::: Records provided :::

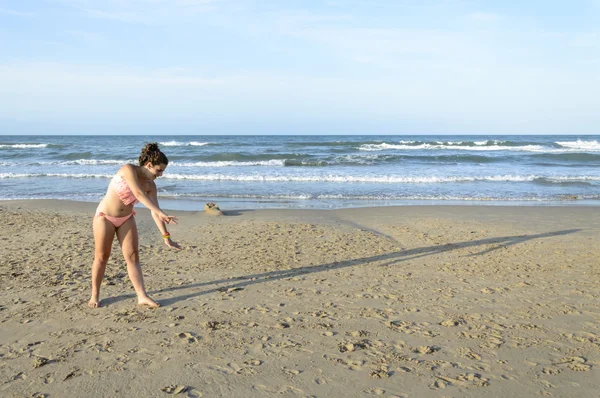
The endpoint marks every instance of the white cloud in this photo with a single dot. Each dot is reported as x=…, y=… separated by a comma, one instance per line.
x=142, y=11
x=16, y=13
x=484, y=16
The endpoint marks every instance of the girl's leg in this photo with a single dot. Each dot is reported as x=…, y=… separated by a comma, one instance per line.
x=128, y=238
x=104, y=232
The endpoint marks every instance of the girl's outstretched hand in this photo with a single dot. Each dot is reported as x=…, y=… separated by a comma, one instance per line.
x=167, y=219
x=172, y=245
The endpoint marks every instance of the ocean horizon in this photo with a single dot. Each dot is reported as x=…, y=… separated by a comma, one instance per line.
x=314, y=171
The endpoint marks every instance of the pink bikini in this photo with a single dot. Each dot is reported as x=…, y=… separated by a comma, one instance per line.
x=127, y=197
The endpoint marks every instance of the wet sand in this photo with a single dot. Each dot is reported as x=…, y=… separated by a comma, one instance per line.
x=411, y=301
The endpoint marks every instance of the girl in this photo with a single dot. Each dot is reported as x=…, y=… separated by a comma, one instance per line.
x=114, y=215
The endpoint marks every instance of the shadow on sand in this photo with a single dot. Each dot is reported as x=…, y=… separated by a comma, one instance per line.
x=392, y=258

:::

Would you return the entries verbatim, minus any images?

Response area -
The endpoint marks every instance of the white cloud in this photo with a single dot. Each dot is reported as x=…, y=… separated by a comma, one instance per line.
x=142, y=11
x=16, y=13
x=484, y=16
The endpoint marks every instance of the girl's leg in this photo with a single dot. Each dot is reported as x=…, y=… separated by a comma, one instance per line.
x=128, y=238
x=104, y=232
The endpoint marks every instance of the girl's outstretched hand in this photo with a single dot. Each dot is reported as x=…, y=… separated by a comma, one instance per line.
x=167, y=219
x=172, y=245
The endpoint marks every instance of the ocean horizon in this photo with a single dot. Each dot is reported as x=…, y=… separated by a comma, one instance per line.
x=314, y=171
The endpoint marks every instance of the pink bikini in this photo with a single dot. Each dot is reported as x=…, y=… separated by a comma, one instance per line.
x=127, y=197
The endpoint marks every instance of the wet sand in this photo with a single dot. Each dot is reported as x=…, y=… separated by a comma, one instance per line.
x=411, y=301
The endpoint marks every instance of the girl in this photo with a single dot. Each dot is reported as x=…, y=… separated by a comma, one instance per line.
x=114, y=215
The endpoint marks every instance of the shadow on sand in this photo with a single dot. Each dot is reported as x=…, y=… separated by a comma, one instance per line.
x=392, y=258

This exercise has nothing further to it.